### TEXT:
———
As rice lovers, we hate to be the bearers of bad news; however, Consumer Reports recently found measurable amounts of inorganic arsenic—the most toxic kind of arsenic—in both brown and white rice varieties. As a result, they recommend you limit your intake to two servings per week and reach for Basmati rice from California, which is low in arsenic, or try quinoa, also low in arsenic, instead. Read an in-depth report here.
Personal music players can reach 105 decibels, which, according to the Dangerous Decibels Campaign, is a level that can damage your hearing in just 15 minutes. To play it safe, we suggest investing in high-quality headphones, keeping the volume at moderate levels and consuming antioxidant-rich foods, which have been shown to combat hearing loss.
Sit-Ups & Crunches
This exercise is considered outdated by many fitness experts, as it can cause lower back injuries. The US Army revamped its physical training program to exclude sit-ups after one study found that 56 percent of injuries from their old fitness test were related to the exercise. We suggest replacing your daily (ha!) sit-ups with planks to better protect your back.
Non-stick pans are pretty ubiquitous these days, but the Teflon used to eliminate the need for excessive elbow grease when you wash also makes your pans toxic when overheated. According to Kurunthachalam Kannan, PhD, an environmental toxicologist at the New York State Department of Health's Wadsworth Center, Teflon-coated pans are safe until they reach 500º F. To get a feel for how quickly your pans can reach these unsafe temperatures, check out this research done by The Good Housekeeping Research Institute.
When fat is removed from milk, its natural nutrients go with it. Some studies have even found that full-fat dairy products are less likely to cause obesity, heart disease and diabetes than low-fat products. As with consumption of any healthy fat, the trick is not to overdo it; moderation is key with whole milk and other full-fat dairy products.
Ugh...we give up! We thought we were doing good by replacing sugar with agave, but we thought wrong. Agave is high in fructose, and in some cases even higher in fructose than high-fructose corn syrup. Fructose consumption can lead to insulin resistance, which raises the risk for metabolic syndrome and type 2 diabetes. Consume agave in moderation or eliminate it altogether by reaching for whole fruits when your sweet tooth needs a hit.
———
### DATA EXTRACT:
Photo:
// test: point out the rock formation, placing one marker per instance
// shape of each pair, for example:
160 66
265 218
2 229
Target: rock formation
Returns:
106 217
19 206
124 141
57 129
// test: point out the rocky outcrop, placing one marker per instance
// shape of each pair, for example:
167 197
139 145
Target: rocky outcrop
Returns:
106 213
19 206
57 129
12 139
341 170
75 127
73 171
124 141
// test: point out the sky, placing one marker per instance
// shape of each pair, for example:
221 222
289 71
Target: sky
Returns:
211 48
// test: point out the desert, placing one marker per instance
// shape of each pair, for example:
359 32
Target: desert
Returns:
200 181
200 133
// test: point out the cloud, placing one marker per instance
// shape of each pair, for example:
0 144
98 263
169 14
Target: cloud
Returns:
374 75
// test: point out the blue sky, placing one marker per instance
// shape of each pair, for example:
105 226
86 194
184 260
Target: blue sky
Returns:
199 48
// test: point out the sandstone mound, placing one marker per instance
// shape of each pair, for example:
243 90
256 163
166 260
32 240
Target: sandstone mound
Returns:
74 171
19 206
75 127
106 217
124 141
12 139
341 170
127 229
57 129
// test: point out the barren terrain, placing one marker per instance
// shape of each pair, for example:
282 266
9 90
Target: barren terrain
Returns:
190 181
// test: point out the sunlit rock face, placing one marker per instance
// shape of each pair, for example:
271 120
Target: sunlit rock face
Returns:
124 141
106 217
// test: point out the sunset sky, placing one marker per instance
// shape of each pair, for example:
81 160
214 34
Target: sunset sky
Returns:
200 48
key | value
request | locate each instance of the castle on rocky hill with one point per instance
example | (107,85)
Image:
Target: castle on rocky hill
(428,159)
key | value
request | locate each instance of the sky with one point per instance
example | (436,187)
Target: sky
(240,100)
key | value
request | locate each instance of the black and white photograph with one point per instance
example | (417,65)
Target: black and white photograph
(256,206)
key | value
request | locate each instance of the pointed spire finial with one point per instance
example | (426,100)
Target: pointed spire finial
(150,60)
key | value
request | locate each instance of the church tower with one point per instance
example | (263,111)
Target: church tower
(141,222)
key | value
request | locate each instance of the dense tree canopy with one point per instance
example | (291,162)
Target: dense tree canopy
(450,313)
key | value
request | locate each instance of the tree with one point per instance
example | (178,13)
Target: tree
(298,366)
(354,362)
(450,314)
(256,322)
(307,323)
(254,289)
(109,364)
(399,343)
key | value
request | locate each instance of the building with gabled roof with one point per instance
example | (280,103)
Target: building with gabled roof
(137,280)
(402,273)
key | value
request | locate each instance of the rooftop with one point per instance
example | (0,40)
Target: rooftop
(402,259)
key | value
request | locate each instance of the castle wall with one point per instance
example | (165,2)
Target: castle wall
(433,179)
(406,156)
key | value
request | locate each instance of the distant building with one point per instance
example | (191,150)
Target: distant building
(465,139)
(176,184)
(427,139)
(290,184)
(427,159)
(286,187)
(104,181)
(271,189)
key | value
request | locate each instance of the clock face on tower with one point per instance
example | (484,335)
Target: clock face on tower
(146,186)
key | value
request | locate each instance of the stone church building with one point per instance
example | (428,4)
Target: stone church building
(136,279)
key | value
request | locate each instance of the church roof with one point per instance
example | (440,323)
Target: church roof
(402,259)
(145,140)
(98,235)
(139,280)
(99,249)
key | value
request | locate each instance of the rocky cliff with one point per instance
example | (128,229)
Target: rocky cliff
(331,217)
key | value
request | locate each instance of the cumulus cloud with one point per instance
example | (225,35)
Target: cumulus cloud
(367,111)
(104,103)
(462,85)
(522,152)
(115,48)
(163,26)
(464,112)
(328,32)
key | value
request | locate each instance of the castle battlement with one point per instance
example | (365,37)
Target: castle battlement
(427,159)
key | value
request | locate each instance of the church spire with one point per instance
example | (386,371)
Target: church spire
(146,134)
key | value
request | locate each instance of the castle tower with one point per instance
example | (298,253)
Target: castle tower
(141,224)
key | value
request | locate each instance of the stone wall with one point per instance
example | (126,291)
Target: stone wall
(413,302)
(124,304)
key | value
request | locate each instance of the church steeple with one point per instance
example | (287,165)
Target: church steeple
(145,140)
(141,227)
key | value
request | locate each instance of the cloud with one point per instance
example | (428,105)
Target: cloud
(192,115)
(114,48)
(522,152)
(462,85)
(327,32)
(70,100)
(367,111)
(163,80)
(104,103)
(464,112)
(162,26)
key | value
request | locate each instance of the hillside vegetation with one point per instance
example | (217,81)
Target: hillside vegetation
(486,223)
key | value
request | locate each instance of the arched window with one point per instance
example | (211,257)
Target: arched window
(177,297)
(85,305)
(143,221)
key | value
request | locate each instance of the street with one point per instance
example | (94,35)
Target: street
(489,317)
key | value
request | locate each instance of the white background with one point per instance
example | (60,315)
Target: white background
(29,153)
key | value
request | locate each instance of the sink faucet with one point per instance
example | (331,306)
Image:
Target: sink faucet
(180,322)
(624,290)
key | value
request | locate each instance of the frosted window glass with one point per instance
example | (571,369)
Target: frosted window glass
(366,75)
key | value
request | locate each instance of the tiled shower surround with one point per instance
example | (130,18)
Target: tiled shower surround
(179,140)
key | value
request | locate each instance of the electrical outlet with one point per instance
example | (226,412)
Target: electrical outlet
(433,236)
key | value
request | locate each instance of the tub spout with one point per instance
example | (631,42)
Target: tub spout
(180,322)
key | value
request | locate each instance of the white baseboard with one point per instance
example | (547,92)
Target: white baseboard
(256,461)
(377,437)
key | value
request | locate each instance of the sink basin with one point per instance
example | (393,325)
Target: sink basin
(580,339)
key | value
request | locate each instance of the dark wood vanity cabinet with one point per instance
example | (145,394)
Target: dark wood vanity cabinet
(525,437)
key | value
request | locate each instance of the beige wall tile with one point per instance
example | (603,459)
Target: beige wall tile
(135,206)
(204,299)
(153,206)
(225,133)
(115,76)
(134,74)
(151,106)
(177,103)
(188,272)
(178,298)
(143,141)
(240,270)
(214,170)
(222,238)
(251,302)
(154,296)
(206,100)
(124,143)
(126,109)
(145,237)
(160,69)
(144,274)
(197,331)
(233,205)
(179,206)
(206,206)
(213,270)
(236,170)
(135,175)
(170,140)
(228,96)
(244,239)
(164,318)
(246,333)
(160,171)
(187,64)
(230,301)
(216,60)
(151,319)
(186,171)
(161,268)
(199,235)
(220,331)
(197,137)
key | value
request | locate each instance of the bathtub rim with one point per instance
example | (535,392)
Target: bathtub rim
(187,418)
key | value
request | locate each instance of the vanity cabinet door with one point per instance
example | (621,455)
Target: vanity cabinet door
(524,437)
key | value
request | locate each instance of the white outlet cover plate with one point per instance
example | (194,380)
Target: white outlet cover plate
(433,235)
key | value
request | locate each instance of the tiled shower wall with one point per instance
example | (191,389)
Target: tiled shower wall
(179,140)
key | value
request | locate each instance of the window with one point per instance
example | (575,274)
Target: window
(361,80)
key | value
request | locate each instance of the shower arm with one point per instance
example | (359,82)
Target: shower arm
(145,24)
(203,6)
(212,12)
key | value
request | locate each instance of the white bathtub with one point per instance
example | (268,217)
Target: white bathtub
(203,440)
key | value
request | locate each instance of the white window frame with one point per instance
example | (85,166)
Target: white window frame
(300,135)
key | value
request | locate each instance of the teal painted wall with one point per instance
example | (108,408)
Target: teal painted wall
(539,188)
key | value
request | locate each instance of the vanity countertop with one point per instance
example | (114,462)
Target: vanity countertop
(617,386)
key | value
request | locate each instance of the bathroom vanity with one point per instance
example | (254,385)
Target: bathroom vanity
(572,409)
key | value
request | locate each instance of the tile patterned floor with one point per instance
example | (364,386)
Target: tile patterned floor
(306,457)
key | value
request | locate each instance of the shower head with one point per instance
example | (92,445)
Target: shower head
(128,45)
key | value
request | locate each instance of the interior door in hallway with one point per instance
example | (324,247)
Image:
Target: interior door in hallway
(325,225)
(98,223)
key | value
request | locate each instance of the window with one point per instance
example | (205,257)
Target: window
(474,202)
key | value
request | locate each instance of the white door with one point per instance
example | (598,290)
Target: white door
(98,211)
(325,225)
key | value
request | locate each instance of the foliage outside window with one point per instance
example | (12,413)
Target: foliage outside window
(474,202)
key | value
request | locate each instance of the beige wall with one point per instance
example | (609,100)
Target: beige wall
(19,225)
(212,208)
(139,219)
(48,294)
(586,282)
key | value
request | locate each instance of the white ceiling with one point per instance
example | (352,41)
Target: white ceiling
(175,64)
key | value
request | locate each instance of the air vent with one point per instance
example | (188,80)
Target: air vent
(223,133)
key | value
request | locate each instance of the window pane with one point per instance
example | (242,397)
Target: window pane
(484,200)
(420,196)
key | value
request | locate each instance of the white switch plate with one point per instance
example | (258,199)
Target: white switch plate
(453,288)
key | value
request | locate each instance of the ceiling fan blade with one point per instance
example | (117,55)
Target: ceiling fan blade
———
### EXERCISE DESCRIPTION:
Rewrite the health tips text between "Personal music players" and "protect your back.", inclusive, with "headphones" replaced by "earphones".

### ANSWER TO THE EXERCISE:
Personal music players can reach 105 decibels, which, according to the Dangerous Decibels Campaign, is a level that can damage your hearing in just 15 minutes. To play it safe, we suggest investing in high-quality earphones, keeping the volume at moderate levels and consuming antioxidant-rich foods, which have been shown to combat hearing loss.
Sit-Ups & Crunches
This exercise is considered outdated by many fitness experts, as it can cause lower back injuries. The US Army revamped its physical training program to exclude sit-ups after one study found that 56 percent of injuries from their old fitness test were related to the exercise. We suggest replacing your daily (ha!) sit-ups with planks to better protect your back.